#### Task requirements
Copy the entries from the line that contains "Definition first: for each instance of the striped" through the end of the entries, swapping "snail shell" for "seashell" and leaving everything else as it is.

#### Dataset excerpts
————

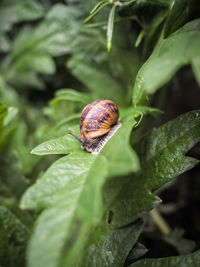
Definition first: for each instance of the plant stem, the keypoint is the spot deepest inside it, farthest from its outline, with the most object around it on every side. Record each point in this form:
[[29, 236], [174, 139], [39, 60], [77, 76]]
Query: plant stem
[[160, 222]]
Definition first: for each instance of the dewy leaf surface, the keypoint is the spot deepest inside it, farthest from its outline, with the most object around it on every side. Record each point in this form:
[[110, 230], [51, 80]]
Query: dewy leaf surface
[[162, 158], [179, 49], [76, 208], [192, 259], [71, 192], [61, 173], [114, 249]]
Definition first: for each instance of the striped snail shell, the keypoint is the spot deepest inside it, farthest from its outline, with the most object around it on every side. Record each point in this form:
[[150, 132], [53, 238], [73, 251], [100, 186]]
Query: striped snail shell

————

#### Exercise solution
Definition first: for each instance of the striped seashell, the keypoint is the spot deepest inside it, farthest from its outline, with the most object around it on every side. Record each point in this form:
[[150, 132], [53, 238], [73, 251], [100, 186]]
Query: striped seashell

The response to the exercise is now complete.